> TASK DETAILS
Output the entries exactly.

> Stored items
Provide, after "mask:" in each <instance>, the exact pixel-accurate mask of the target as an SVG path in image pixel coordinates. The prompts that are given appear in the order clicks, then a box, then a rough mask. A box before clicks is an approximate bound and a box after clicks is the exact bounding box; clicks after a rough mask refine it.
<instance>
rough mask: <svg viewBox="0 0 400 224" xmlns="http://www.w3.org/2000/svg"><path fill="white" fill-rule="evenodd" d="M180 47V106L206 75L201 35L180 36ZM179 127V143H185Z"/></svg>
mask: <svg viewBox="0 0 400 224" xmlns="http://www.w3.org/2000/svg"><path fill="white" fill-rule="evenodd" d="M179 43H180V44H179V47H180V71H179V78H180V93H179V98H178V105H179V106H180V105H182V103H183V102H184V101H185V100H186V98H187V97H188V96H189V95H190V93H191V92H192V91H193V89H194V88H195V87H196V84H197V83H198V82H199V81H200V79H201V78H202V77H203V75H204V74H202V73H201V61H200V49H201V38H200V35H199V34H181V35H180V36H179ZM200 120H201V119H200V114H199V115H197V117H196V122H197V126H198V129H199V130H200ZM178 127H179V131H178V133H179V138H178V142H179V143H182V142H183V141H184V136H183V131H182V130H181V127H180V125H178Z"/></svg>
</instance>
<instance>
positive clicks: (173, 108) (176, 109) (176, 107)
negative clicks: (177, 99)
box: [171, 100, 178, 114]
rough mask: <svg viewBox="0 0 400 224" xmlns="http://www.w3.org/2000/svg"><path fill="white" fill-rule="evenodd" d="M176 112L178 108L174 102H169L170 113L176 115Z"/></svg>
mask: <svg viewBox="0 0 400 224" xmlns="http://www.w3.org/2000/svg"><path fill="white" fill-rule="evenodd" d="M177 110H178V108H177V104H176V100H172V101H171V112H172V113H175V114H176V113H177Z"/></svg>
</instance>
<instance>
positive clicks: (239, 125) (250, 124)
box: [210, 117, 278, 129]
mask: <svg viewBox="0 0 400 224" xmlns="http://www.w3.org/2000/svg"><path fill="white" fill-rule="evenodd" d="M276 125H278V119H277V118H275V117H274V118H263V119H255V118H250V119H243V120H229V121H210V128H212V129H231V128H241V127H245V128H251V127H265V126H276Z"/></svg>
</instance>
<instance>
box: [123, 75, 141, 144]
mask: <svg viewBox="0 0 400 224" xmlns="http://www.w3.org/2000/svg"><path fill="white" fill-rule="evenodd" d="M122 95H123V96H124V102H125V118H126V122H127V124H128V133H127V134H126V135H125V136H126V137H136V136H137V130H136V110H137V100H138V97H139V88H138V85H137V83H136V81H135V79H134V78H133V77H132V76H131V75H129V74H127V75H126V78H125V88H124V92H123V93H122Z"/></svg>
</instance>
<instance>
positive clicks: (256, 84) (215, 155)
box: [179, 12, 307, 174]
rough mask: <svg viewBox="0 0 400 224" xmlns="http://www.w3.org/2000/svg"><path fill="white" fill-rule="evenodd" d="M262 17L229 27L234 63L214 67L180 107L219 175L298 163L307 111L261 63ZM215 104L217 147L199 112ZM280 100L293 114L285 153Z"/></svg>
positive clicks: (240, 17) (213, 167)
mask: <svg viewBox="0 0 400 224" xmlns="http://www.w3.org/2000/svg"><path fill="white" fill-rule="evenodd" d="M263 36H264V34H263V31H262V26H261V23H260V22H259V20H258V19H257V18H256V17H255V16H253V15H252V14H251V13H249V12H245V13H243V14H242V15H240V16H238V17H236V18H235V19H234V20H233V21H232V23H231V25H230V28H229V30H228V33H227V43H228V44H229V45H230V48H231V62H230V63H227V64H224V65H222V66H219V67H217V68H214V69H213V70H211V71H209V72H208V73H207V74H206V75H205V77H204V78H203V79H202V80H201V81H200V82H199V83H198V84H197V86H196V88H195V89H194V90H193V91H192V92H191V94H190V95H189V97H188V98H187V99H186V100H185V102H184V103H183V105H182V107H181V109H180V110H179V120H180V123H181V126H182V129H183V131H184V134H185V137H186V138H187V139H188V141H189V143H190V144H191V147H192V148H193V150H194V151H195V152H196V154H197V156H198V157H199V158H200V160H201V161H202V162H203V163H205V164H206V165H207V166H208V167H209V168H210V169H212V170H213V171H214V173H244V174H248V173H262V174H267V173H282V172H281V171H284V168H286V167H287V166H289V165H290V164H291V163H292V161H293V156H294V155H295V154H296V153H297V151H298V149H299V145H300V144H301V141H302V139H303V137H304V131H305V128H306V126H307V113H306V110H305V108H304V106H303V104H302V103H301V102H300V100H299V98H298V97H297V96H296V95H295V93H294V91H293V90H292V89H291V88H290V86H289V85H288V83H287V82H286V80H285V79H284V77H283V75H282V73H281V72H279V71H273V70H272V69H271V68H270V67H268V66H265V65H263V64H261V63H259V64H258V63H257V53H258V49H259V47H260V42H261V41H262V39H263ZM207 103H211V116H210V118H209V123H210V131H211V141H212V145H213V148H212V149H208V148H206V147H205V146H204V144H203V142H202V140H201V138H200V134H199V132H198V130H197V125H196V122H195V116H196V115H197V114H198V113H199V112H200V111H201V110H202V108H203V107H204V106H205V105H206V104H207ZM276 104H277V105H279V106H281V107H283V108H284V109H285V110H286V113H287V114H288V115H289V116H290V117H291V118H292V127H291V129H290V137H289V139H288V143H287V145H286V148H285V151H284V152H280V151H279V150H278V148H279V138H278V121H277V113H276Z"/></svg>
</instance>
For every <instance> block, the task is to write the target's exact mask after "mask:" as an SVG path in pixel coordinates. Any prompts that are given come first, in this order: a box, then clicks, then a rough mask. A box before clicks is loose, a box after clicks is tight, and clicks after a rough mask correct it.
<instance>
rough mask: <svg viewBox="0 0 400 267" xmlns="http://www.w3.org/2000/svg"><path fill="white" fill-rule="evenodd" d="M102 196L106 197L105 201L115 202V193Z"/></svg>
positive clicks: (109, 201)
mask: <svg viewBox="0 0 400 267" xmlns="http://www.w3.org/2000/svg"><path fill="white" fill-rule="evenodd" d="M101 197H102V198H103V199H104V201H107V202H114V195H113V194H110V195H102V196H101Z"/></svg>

> TASK RESPONSE
Provide, after "mask:" in each <instance>, the exact pixel-accurate mask of the target as an SVG path in image pixel coordinates. The prompts that are given appear in the order clicks, then a box, then a rough mask. A box before clicks is an approximate bound and a box after clicks is the exact bounding box; clicks after a rough mask refine it.
<instance>
rough mask: <svg viewBox="0 0 400 224" xmlns="http://www.w3.org/2000/svg"><path fill="white" fill-rule="evenodd" d="M180 47V106L206 75L201 35L180 36ZM179 127V143H185Z"/></svg>
mask: <svg viewBox="0 0 400 224" xmlns="http://www.w3.org/2000/svg"><path fill="white" fill-rule="evenodd" d="M179 43H180V44H179V47H180V71H179V78H180V93H179V98H178V105H179V106H180V105H182V103H183V102H184V101H185V100H186V98H187V97H188V96H189V95H190V93H191V92H192V91H193V89H194V88H195V87H196V84H197V83H198V82H199V81H200V79H201V78H202V77H203V75H204V74H202V73H201V61H200V49H201V38H200V35H199V34H181V35H180V36H179ZM200 120H201V119H200V114H199V115H197V117H196V122H197V126H198V129H199V130H200ZM178 127H179V131H178V133H179V138H178V142H179V143H182V142H183V141H184V136H183V131H182V130H181V127H180V125H178Z"/></svg>
</instance>
<instance>
positive clicks: (173, 108) (176, 109) (176, 107)
negative clicks: (177, 99)
box: [171, 100, 178, 114]
rough mask: <svg viewBox="0 0 400 224" xmlns="http://www.w3.org/2000/svg"><path fill="white" fill-rule="evenodd" d="M176 112L178 108L174 102H169L170 113L176 115Z"/></svg>
mask: <svg viewBox="0 0 400 224" xmlns="http://www.w3.org/2000/svg"><path fill="white" fill-rule="evenodd" d="M177 110H178V108H177V104H176V100H172V101H171V112H172V113H175V114H176V113H177Z"/></svg>
</instance>
<instance>
positive clicks: (239, 125) (250, 124)
box: [210, 117, 278, 129]
mask: <svg viewBox="0 0 400 224" xmlns="http://www.w3.org/2000/svg"><path fill="white" fill-rule="evenodd" d="M276 125H278V119H277V118H275V117H274V118H263V119H255V118H250V119H243V120H229V121H210V128H212V129H231V128H241V127H245V128H251V127H265V126H276Z"/></svg>
</instance>
<instance>
box: [123, 75, 141, 144]
mask: <svg viewBox="0 0 400 224" xmlns="http://www.w3.org/2000/svg"><path fill="white" fill-rule="evenodd" d="M122 95H123V96H124V102H125V118H126V122H127V124H128V133H127V134H126V135H125V136H126V137H136V136H137V130H136V110H137V100H138V97H139V88H138V85H137V83H136V81H135V79H134V78H133V77H132V76H131V75H129V74H127V75H126V78H125V88H124V92H123V93H122Z"/></svg>
</instance>
<instance>
positive clicks: (256, 84) (215, 155)
box: [179, 12, 307, 174]
rough mask: <svg viewBox="0 0 400 224" xmlns="http://www.w3.org/2000/svg"><path fill="white" fill-rule="evenodd" d="M262 17L229 27L234 63L214 67L180 107L219 175L298 163L307 111L261 63ZM215 104L217 147L199 112ZM280 100L293 114L285 153Z"/></svg>
positive clicks: (240, 17) (213, 167)
mask: <svg viewBox="0 0 400 224" xmlns="http://www.w3.org/2000/svg"><path fill="white" fill-rule="evenodd" d="M263 36H264V34H263V31H262V26H261V23H260V22H259V20H258V19H257V18H256V17H255V16H253V15H252V14H251V13H249V12H245V13H243V14H242V15H240V16H238V17H236V18H235V19H234V20H233V21H232V23H231V25H230V28H229V30H228V33H227V43H228V44H229V45H230V48H231V62H230V63H227V64H224V65H222V66H219V67H217V68H214V69H213V70H211V71H209V72H208V73H207V74H206V75H205V77H204V78H203V79H202V80H201V81H200V82H199V83H198V84H197V86H196V88H195V89H194V90H193V91H192V92H191V94H190V95H189V97H188V98H187V99H186V100H185V102H184V103H183V105H182V107H181V109H180V110H179V120H180V123H181V126H182V129H183V131H184V134H185V137H186V138H187V139H188V141H189V143H190V144H191V147H192V148H193V150H194V151H195V152H196V154H197V156H198V157H199V158H200V160H201V161H202V162H203V163H205V164H206V165H207V166H208V167H209V168H210V169H212V170H213V171H214V173H244V174H248V173H262V174H267V173H282V172H281V171H284V168H286V167H287V166H289V165H290V164H291V163H292V161H293V156H294V155H295V154H296V153H297V151H298V149H299V145H300V144H301V141H302V139H303V137H304V131H305V128H306V126H307V113H306V110H305V108H304V106H303V104H302V103H301V102H300V100H299V98H298V97H297V96H296V95H295V93H294V91H293V90H292V89H291V88H290V86H289V85H288V83H287V82H286V80H285V79H284V77H283V75H282V73H281V72H279V71H273V70H272V69H271V68H270V67H268V66H265V65H263V64H261V63H259V64H258V63H257V53H258V49H259V47H260V42H261V41H262V39H263ZM207 103H211V116H210V118H209V123H210V131H211V141H212V145H213V148H212V149H208V148H206V147H205V146H204V144H203V142H202V140H201V138H200V134H199V132H198V130H197V125H196V122H195V116H196V115H197V114H198V113H199V112H200V111H201V110H202V108H203V107H204V106H205V105H206V104H207ZM276 104H277V105H279V106H281V107H283V108H284V109H285V110H286V113H287V114H288V115H289V116H290V117H291V118H292V127H291V129H290V137H289V139H288V143H287V145H286V148H285V151H284V152H280V151H279V150H278V148H279V138H278V121H277V113H276Z"/></svg>
</instance>
For every <instance> block, the task is to write the target's exact mask after "mask:" as an SVG path in pixel coordinates. Any prompts that are given come first, in this order: a box, then clicks, then a rough mask. A box before clicks is loose, a box after clicks is tight, and clicks after a rough mask correct it.
<instance>
rough mask: <svg viewBox="0 0 400 267" xmlns="http://www.w3.org/2000/svg"><path fill="white" fill-rule="evenodd" d="M102 196L106 197L105 201L115 202V193Z"/></svg>
positive clicks: (109, 201)
mask: <svg viewBox="0 0 400 267" xmlns="http://www.w3.org/2000/svg"><path fill="white" fill-rule="evenodd" d="M101 197H102V198H103V199H104V201H107V202H114V195H113V194H110V195H102V196H101Z"/></svg>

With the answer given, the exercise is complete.